### [Texte de lecture]
*-*-*

Avec une régence de fer, Kanjogera, détruisit les Banyiginya. Dans le même temps, les royaumes du Nord-Ouest à moitié soumis au pouvoir central de la monarchie Nyiginya se rebellèrent surtout que les réprésentants du roi Rwabugili n’avaient jamais osé s’installer dans ces régions craignant ses populations bélliqueusement redoutables et n’étaient pas encore totalement soumises à la monarchie. Le prince Ndungutse s’y était réfugié pour se rallier à cette population pugnace et y préparer l’insurrection. Ce n’est que suite aux opérations de représailles meurtrières, menées dans la deuxième décenie du 20 siècle par Allemands, que les gens des royaumes du Nord-Ouest vont accepter le pouvour central du roi. Ces opérations dirigées par le capitaine allemand Godavius, ont commis des atrocités dans le Nord, tirant sur des civils pour les faire accepter la monarchie. Beaucoup d’anciens nés à l’époque juraient toujours « Mba ndi imbunda (Maudit, soit le fusil), en souvenir de ces représailles, parce que ceux qui ne se sont pas cachés dand les grottes ont été lâchement abattus. Rukara fils Bishingwe en cavale, a été trahi par Ndungutse chez qui il s’était réfugié vers 1912, après avoir tué le père blanc Lupias et appris que les Allemands le cherhaient. Dans le même temps, le Mutwa Basebya fils Nyirantwari fumait d’impatience de se rebeller dans la zone de Rugezi dans le Ndorwa. C’est au cours de ces années que les Hutus du nord ont été déshéritées de leurs terres ancestrales pour être données aux chefs Tutsis installés manu militari dans le nord. Ces terres furent redistribuées par ces chefs Tutsi à leurs serfs. En un mot, les royaumes du nord-ouest ont définitivement adhéré au pouvoir central du Rwanda au 20e siècle, avec l’utilisation d’armes à feu. Cela est d’ailleurs sujet de Dr. NAHIMANA Ferdinand dans son livre « Le Rwanda, Emergence d’un Etat, L’Harmattan, 1993″. Une soumission forcée du Nord du Rwanda, pareille à celle du temps de Rukara fils Bishingwe, a eu lieu après 85 ans pour encore une fois soumettre ce peuple bélliqueux au régime descendants de la monarchie tutsie revenus reconquérir, le royaume de leurs parents. Ainsi, il semble que les Abakiga (les gens du nord) ne négocient qu’avec les explosifs!

*-*-*

### [Consigne A]
Réécrivez sous forme de liste plus brève le paragraphe du texte sur la soumission du Nord-Ouest du Rwanda qui commence par « Avec une régence de fer », en conservant ses faits principaux.
### [Consigne B]
Poursuivez le texte sur la soumission du Nord-Ouest du Rwanda à partir de sa dernière phrase.

*-*-*

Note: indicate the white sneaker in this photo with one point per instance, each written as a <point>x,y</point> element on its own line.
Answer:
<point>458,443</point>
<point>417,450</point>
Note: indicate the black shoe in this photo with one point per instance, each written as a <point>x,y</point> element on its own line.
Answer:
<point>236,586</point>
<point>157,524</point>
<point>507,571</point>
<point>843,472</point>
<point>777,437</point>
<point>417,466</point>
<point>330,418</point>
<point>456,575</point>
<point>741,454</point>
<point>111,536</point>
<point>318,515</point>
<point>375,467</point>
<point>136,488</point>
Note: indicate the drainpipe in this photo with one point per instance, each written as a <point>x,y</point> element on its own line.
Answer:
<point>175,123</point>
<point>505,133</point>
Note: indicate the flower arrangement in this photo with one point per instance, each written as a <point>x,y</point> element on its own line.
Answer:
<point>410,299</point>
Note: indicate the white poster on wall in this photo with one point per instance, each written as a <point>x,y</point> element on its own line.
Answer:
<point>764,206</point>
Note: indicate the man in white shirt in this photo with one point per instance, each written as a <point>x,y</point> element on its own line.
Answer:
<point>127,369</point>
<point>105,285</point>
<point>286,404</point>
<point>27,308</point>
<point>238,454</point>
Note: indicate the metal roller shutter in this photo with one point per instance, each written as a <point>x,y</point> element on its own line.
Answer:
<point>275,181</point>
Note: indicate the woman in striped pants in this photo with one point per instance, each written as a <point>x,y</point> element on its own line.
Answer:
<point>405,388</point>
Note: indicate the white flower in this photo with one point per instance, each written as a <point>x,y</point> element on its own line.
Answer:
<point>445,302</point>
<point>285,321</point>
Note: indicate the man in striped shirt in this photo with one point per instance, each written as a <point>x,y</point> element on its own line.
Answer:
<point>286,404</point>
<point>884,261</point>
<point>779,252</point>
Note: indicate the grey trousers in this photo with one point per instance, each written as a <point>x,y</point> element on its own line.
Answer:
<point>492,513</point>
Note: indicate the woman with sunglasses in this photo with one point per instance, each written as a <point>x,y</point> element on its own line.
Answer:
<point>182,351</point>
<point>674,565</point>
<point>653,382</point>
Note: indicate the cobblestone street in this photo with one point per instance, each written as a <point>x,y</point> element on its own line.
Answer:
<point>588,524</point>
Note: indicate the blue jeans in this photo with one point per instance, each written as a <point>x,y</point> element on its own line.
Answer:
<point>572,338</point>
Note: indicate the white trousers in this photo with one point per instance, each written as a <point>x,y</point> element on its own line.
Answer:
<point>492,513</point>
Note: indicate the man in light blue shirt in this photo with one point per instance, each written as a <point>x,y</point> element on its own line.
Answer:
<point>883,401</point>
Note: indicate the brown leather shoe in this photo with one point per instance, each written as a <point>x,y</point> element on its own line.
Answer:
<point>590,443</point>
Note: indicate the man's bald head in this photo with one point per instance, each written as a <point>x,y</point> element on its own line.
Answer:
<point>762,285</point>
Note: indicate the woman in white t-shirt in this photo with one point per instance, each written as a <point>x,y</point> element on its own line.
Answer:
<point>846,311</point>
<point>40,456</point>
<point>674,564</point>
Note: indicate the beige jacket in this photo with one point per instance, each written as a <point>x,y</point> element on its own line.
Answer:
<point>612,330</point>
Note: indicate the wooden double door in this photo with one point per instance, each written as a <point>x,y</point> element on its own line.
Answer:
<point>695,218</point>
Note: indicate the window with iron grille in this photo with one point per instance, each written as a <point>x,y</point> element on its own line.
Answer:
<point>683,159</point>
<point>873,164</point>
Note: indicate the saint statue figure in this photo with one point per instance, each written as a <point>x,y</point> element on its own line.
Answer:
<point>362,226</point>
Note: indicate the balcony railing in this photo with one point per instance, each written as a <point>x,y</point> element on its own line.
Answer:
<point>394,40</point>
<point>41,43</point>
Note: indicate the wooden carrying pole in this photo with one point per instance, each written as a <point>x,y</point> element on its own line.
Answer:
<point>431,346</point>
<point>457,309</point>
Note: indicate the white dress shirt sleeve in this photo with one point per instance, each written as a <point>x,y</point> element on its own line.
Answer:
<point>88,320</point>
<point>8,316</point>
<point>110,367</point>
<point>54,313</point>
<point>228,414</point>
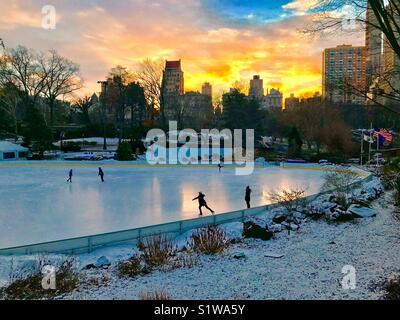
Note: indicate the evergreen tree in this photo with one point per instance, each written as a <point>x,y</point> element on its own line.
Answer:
<point>295,143</point>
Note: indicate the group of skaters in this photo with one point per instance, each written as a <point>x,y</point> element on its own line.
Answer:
<point>100,174</point>
<point>203,202</point>
<point>200,197</point>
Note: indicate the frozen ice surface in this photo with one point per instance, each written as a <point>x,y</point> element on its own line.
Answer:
<point>38,205</point>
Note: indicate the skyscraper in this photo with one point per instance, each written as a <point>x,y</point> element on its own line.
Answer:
<point>374,47</point>
<point>256,88</point>
<point>207,89</point>
<point>173,83</point>
<point>344,74</point>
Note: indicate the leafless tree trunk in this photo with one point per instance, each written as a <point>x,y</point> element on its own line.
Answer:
<point>61,78</point>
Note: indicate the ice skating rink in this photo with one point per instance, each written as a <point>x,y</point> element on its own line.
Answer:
<point>38,205</point>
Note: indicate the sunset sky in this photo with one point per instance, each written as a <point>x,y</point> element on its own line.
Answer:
<point>219,41</point>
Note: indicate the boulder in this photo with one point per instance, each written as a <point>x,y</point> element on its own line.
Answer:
<point>361,212</point>
<point>253,230</point>
<point>102,262</point>
<point>279,218</point>
<point>290,226</point>
<point>274,255</point>
<point>239,255</point>
<point>298,215</point>
<point>275,227</point>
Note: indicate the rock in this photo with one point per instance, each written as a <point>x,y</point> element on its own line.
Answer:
<point>275,227</point>
<point>299,215</point>
<point>290,226</point>
<point>253,230</point>
<point>102,262</point>
<point>279,218</point>
<point>274,255</point>
<point>89,266</point>
<point>239,255</point>
<point>341,215</point>
<point>361,212</point>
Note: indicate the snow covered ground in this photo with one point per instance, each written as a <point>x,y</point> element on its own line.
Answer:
<point>311,267</point>
<point>38,205</point>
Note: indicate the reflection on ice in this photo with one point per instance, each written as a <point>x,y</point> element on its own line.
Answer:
<point>37,205</point>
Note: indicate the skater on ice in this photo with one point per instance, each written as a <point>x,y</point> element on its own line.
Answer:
<point>101,174</point>
<point>70,174</point>
<point>202,202</point>
<point>247,197</point>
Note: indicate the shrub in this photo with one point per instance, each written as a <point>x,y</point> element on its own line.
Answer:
<point>130,268</point>
<point>340,183</point>
<point>184,261</point>
<point>253,230</point>
<point>290,199</point>
<point>209,240</point>
<point>71,146</point>
<point>28,285</point>
<point>124,152</point>
<point>157,250</point>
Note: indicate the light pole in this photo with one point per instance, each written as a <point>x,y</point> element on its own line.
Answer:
<point>104,85</point>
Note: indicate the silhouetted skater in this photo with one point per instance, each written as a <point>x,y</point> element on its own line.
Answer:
<point>70,174</point>
<point>247,196</point>
<point>101,174</point>
<point>202,203</point>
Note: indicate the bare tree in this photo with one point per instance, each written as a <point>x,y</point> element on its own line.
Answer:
<point>61,77</point>
<point>10,100</point>
<point>84,104</point>
<point>21,67</point>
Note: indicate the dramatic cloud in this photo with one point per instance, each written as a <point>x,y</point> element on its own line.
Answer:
<point>218,41</point>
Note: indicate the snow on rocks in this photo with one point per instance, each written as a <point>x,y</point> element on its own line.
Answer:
<point>251,229</point>
<point>361,212</point>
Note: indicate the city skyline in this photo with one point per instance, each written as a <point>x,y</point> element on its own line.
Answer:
<point>218,42</point>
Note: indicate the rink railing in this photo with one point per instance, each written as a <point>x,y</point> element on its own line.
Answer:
<point>90,243</point>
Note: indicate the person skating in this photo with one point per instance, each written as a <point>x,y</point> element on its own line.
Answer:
<point>247,197</point>
<point>202,203</point>
<point>101,174</point>
<point>70,174</point>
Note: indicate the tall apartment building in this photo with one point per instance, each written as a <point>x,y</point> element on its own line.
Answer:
<point>173,81</point>
<point>256,90</point>
<point>292,101</point>
<point>374,47</point>
<point>391,61</point>
<point>344,74</point>
<point>206,89</point>
<point>273,99</point>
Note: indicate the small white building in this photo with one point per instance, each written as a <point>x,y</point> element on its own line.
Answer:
<point>12,151</point>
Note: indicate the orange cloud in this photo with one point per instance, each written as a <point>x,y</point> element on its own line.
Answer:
<point>99,37</point>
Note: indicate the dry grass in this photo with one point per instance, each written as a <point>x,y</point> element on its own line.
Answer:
<point>209,240</point>
<point>27,285</point>
<point>158,294</point>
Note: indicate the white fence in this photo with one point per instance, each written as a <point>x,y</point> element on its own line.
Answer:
<point>135,236</point>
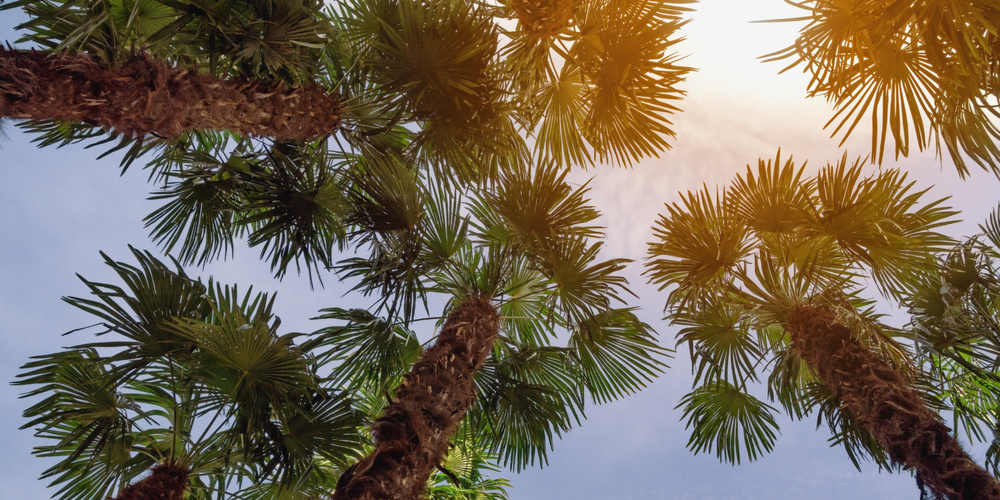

*-*-*

### [Réponse A]
- Sous la régence de fer de Kanjogera, les Banyiginya sont détruits.
- Au même moment, les royaumes du Nord-Ouest, à moitié soumis à la monarchie nyiginya, se rebellent. Les représentants du roi Rwabugili n'avaient jamais osé s'y installer par crainte de leurs populations.
- Le prince Ndungutse s'y réfugie pour préparer l'insurrection.
- Ces royaumes n'acceptent le pouvoir central qu'après les représailles meurtrières menées par les Allemands, sous le capitaine Godavius, dans la deuxième décennie du 20e siècle. Des civils sont abattus, ce qui explique le juron « Mba ndi imbunda » (Maudit soit le fusil).
- Vers 1912, Rukara fils Bishingwe, en fuite après avoir tué le père blanc Lupias, est trahi par Ndungutse, chez qui il s'était réfugié.
- Le Mutwa Basebya fils Nyirantwari s'apprête à se rebeller dans la zone de Rugezi, dans le Ndorwa.
- Les Hutus du nord perdent leurs terres ancestrales. Elles sont données aux chefs tutsis installés par la force, qui les redistribuent à leurs serfs.
- Les royaumes du nord-ouest rejoignent ainsi définitivement le pouvoir central au 20e siècle, par les armes à feu. C'est le sujet du livre de Ferdinand Nahimana, « Le Rwanda, Emergence d'un Etat » (L'Harmattan, 1993).
- Une soumission forcée semblable a lieu 85 ans plus tard.

### [Réponse B]
Ndagijimana Juvénal décédé et Batera Charles disparu, sont les descendants du Prince de Bukamba, Rukara fils Bishingwe, dans cette zone dite Agahunga des Archers. Ce sont les hommes que lorsque vous les voyez, vous sentez immédiatement qu’ils sont en effet les descendants d’un géant et grand patriarche: ils ont l’élégance et la confiance des vrais princes. En plus d’être dans le ballet national » Urukerereza », Ndagijimana Juvénal, avait son propre Groupe de danse appelée « Uruyenzi ». Ses bons chants accompagnés d’Urusengo sont abondants sur YouTube. Moi, qui ai une fois vu de mes propres yeux, Ndagijimana danser, dans une quelconque fête publique, pour admirer de près l’élégance de cet homme qui avait toujours le sourire aux lèvres, pour sentir la puissance de ses pieds qui faisaient trembler la terre quand ils touchaient le sol, je confirmerais que le Rwanda vient de perdre un artiste de talent, avec la mort de Ndagijimana Juvénal. Que son âme se repose en paix!